=== The data ===

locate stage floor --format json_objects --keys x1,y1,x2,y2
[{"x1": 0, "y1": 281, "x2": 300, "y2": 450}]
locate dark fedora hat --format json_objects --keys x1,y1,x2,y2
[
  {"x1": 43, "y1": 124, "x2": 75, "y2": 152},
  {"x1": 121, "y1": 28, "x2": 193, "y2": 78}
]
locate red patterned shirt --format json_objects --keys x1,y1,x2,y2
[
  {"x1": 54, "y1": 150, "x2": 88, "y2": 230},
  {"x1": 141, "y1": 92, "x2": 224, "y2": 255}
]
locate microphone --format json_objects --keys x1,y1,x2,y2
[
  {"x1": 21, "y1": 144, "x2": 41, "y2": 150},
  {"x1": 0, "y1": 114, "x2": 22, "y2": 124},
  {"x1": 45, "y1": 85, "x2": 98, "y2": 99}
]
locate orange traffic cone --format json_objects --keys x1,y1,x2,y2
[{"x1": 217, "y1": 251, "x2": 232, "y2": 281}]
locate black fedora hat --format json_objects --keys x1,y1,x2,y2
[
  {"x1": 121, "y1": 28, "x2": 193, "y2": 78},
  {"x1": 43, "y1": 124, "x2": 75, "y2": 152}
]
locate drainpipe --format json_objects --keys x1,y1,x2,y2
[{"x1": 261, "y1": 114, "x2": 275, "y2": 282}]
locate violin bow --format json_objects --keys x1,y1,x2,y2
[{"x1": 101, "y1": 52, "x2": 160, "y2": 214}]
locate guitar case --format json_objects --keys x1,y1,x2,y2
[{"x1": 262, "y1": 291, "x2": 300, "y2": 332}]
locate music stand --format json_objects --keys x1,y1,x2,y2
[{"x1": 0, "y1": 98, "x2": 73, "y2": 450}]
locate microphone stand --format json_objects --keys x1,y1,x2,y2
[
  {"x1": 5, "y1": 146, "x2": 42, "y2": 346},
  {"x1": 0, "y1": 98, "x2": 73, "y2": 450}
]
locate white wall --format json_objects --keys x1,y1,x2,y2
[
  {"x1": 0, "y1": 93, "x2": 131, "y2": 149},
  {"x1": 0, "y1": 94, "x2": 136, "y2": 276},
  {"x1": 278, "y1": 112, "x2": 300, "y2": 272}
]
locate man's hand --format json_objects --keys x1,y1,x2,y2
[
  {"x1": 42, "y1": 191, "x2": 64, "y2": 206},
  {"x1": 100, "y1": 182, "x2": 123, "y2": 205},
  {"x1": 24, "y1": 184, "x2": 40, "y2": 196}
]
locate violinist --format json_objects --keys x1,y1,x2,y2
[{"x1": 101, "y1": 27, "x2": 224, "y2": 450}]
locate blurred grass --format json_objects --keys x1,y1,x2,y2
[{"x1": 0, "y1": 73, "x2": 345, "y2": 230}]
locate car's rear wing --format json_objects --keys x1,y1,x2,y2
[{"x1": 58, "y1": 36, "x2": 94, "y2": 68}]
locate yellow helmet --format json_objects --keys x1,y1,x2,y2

===

Task brief: Copy out every record above word for word, with nothing added or left out.

Answer to this exercise:
locate stage floor --format json_objects --keys x1,y1,x2,y2
[{"x1": 0, "y1": 281, "x2": 300, "y2": 450}]
locate dark fedora hat --format json_objects --keys x1,y1,x2,y2
[
  {"x1": 43, "y1": 124, "x2": 75, "y2": 152},
  {"x1": 121, "y1": 28, "x2": 193, "y2": 78}
]
locate red patterned shirt --format json_objects --keys x1,y1,x2,y2
[
  {"x1": 54, "y1": 150, "x2": 88, "y2": 230},
  {"x1": 141, "y1": 92, "x2": 224, "y2": 255}
]
locate microphone --format json_objects --keys x1,y1,x2,y2
[
  {"x1": 21, "y1": 144, "x2": 41, "y2": 150},
  {"x1": 0, "y1": 114, "x2": 22, "y2": 124},
  {"x1": 45, "y1": 85, "x2": 98, "y2": 99}
]
locate orange traffic cone --format json_objects --keys x1,y1,x2,y2
[{"x1": 217, "y1": 251, "x2": 232, "y2": 281}]
locate black fedora hat --format json_objects --keys x1,y1,x2,y2
[
  {"x1": 121, "y1": 28, "x2": 193, "y2": 78},
  {"x1": 43, "y1": 124, "x2": 75, "y2": 152}
]
locate drainpipe --format json_objects --keys x1,y1,x2,y2
[{"x1": 261, "y1": 114, "x2": 275, "y2": 282}]
locate violin bow --format json_objects --keys x1,y1,x2,y2
[{"x1": 101, "y1": 52, "x2": 160, "y2": 214}]
locate guitar case --format json_objects --keys x1,y1,x2,y2
[{"x1": 262, "y1": 291, "x2": 300, "y2": 332}]
locate music stand --format json_objects --keys x1,y1,x2,y2
[{"x1": 0, "y1": 98, "x2": 73, "y2": 450}]
locate microphone stand --format json_objects --keys x1,y1,x2,y2
[
  {"x1": 5, "y1": 146, "x2": 42, "y2": 346},
  {"x1": 0, "y1": 98, "x2": 73, "y2": 450}
]
locate white wall --format json_objects --keys x1,y1,x2,y2
[
  {"x1": 0, "y1": 93, "x2": 131, "y2": 149},
  {"x1": 0, "y1": 94, "x2": 136, "y2": 276},
  {"x1": 278, "y1": 112, "x2": 300, "y2": 272}
]
locate man's hand --format json_objects --keys x1,y1,x2,y2
[
  {"x1": 42, "y1": 191, "x2": 64, "y2": 206},
  {"x1": 100, "y1": 182, "x2": 123, "y2": 205},
  {"x1": 24, "y1": 184, "x2": 40, "y2": 196}
]
locate violinist --format json_objects --keys x1,y1,x2,y2
[{"x1": 101, "y1": 27, "x2": 224, "y2": 450}]
locate blurred grass --format json_objects --keys x1,y1,x2,y2
[{"x1": 0, "y1": 73, "x2": 345, "y2": 230}]
locate car's rear wing --format json_objects --keys x1,y1,x2,y2
[{"x1": 58, "y1": 36, "x2": 94, "y2": 68}]
locate yellow helmet --format json_objects --keys x1,y1,x2,y2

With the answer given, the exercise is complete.